#### QUOTED PASSAGE

Still another object of the invention is to prevent white fabrics from being stained by dye transfer or "bleeding" of dye onto them from colored items when white and colored items are washed together, more specifically, to prevent color damage and dye transfer problems associated with bleach sensitive dyed fabrics.
Other objects of the invention include the manufacture of bleaching detergent compositions similar to the bleaching compositions, in which a synthetic organic detergent, preferably built by a builder salt, is present with the previously mentioned bleaching composition.
Further objects and advantages include the discovery of methods of bleaching and simultaneously washing and bleaching fabrics and laundry with such compositions or the constituents thereof.
The above discussed disadvantages of the prior art are overcome by the present invention, which provides a bleaching and, if desired, brightening laundry detergent, preferably in particulate form, which has a promoted bleaching action (but slight, if any, deleterious effect on its preferred optical brightening constituents) on many dyed fabrics which are not adversely affected or bleached with a similar non-promoted peroxymonosulfate detergent.
Broadly speaking, this novel composition includes a bleaching composition comprising inorganic alkaline material containing (1) an alkali metal peroxymonosulfate bleaching agent promoted by (2) an effective amount of an alkali metal-N-bromo or N-dibromo aryl sulfonamide.
The invention more specifically relates to a bleaching composition comprising (1) a water soluble peroxymonosulfate and (2) a water soluble bromide of an N-hydrogen compound in sufficient quantity to promote the bleaching activity of the peroxymonosulfate and to inhibit destruction of dyes and overbleaching of dyed materials, while stains to be bleached by the composition are effectively removed from substrates.
The invention also relates to a bleaching detergent composition comprising a normally solid, water soluble synthetic organic detergent and the components of the described bleaching composition, preferably with a builder salt for the detergent also being present. Methods of bleaching and simultaneously washing and bleaching fabrics with the components of such compositions are also within the invention.
In particular embodiments of the various aspects of the invention a fluorescent brightener is present. In a preferred embodiment of the invention, the peroxymonosulfate bleach is potassium peroxymonosulfate, the bromide is para-potassium-N-bromo toluene sulfonamide, the fluorescent brigtener is a triazinylamino fluorescent brightener and, in the case of the bleaching detergent compositions, the synthetic organic detergent is a mixture of sodium linear higher alkylbenzene sulfonate and higher fatty alcohol polyethylene oxide condensate and the builder salt is pentasodium tripolyphosphate, sodium carbonate, sodium silicate, a zeolite molecular sieve or a mixture of any of these.
In accordance with this invention a bleaching composition consists essentially of an alkali metal peroxymonosulfate bleaching agent promoted by an effective bleach promoting amount of a compound selected from the group consisting of alkali metal N-monobromotoluene sulfonamides, alkali metal N-monobromobenzene sulfonamides and alkali metal N-monobromoethylbenzene sulfonamides wherein the alkali metal of the sulfonamides mentioned is selected from the group consisting of sodium and potassium and wherein the proportion of active oxygen from such sulfonamide is about 0.1 to two times that from the peroxymonosulfate. Corresponding bleaching detergent compositions are also within the invention, as are processes of utilizing such bleaching and bleaching detergent compositions.

########
#### RECORDED DATA

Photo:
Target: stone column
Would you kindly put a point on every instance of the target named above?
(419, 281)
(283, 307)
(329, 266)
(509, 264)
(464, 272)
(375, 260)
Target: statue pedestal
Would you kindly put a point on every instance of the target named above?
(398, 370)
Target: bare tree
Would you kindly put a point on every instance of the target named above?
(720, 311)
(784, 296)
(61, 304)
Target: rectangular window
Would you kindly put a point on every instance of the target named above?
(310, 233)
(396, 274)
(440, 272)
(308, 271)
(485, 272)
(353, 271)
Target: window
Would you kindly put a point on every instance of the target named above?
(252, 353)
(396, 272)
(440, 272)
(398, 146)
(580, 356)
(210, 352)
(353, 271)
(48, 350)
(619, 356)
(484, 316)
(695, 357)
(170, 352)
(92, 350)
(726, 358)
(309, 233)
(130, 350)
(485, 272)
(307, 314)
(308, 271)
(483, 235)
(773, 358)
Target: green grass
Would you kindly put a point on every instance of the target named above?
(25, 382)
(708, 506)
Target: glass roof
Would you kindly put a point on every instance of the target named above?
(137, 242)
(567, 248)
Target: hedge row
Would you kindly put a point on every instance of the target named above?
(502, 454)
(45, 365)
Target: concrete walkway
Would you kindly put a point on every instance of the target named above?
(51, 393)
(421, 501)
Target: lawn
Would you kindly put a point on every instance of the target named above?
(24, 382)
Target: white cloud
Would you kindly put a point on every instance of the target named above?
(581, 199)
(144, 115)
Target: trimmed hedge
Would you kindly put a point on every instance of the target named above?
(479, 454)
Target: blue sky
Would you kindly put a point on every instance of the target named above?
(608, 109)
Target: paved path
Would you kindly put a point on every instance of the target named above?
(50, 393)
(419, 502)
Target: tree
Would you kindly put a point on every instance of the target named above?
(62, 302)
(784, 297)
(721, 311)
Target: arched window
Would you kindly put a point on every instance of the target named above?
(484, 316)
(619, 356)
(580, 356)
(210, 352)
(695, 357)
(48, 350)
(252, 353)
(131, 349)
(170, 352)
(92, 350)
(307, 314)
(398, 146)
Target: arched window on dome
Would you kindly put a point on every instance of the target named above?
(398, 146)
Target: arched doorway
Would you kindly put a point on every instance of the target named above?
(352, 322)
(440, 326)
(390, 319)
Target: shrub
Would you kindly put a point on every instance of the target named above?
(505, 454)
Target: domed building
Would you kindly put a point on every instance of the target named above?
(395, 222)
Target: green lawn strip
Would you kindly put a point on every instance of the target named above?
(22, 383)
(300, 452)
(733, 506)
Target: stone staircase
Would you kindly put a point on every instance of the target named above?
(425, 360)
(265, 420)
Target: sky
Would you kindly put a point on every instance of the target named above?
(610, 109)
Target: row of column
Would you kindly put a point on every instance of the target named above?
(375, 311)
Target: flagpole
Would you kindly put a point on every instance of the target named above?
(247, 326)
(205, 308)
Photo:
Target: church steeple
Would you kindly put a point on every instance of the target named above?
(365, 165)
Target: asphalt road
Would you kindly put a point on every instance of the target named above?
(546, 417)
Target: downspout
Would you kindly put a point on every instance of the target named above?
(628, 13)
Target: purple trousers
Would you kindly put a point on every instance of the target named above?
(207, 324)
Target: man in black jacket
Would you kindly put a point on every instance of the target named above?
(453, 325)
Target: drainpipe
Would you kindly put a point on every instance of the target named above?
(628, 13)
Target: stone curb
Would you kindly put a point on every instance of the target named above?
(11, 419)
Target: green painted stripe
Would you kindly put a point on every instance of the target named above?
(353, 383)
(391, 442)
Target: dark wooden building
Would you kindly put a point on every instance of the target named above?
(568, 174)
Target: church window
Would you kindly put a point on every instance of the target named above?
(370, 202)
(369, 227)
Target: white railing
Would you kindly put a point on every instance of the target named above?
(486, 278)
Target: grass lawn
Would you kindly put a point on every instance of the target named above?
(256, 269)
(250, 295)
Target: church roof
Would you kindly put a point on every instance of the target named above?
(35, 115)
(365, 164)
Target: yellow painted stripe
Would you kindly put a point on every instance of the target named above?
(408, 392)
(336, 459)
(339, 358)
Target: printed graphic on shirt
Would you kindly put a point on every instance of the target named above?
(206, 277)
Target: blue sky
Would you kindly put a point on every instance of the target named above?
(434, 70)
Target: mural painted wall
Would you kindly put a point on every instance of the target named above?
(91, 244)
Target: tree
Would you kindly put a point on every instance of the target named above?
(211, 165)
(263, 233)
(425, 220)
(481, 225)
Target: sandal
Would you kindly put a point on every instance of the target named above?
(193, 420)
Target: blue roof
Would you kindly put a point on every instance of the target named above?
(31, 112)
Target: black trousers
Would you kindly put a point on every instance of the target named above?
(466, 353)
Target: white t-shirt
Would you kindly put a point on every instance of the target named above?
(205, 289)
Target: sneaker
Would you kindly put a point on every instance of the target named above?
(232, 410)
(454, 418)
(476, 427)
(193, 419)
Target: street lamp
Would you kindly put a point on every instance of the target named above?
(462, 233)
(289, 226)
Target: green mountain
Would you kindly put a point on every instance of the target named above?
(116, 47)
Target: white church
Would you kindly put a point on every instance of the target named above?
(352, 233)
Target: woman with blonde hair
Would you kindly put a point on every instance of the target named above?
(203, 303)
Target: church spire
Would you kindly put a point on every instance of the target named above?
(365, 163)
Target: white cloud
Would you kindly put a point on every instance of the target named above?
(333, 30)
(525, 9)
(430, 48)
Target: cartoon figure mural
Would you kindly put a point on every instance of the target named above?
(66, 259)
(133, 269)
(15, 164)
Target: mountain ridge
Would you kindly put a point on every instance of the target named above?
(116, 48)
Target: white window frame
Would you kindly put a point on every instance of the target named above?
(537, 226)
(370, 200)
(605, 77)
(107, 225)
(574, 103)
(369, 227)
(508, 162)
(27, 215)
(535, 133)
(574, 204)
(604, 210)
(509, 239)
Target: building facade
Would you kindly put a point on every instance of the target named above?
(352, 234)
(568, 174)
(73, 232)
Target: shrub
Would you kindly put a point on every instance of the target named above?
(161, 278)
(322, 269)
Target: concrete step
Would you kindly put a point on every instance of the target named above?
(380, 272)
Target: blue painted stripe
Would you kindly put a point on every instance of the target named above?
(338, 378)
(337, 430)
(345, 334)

########

▶ **PROBLEMS AND TASKS**:
#1 Please write out everything in the bleaching-composition passage from "Still another object" down to "mentioned bleaching composition.".
#2 Answer these questions from the bleaching-composition passage:
(a) In the preferred embodiment, what is the peroxymonosulfate bleach?
(b) What form is preferred for the laundry detergent?
(c) The active oxygen from the sulfonamide is about what proportion of the active oxygen from the peroxymonosulfate?

▶ **OUTPUTS FOR THE TASKS**:
#1
Still another object of the invention is to prevent white fabrics from being stained by dye transfer or "bleeding" of dye onto them from colored items when white and colored items are washed together, more specifically, to prevent color damage and dye transfer problems associated with bleach sensitive dyed fabrics.
Other objects of the invention include the manufacture of bleaching detergent compositions similar to the bleaching compositions, in which a synthetic organic detergent, preferably built by a builder salt, is present with the previously mentioned bleaching composition.

#2
(a) Potassium peroxymonosulfate
(b) Particulate form
(c) About 0.1 to two times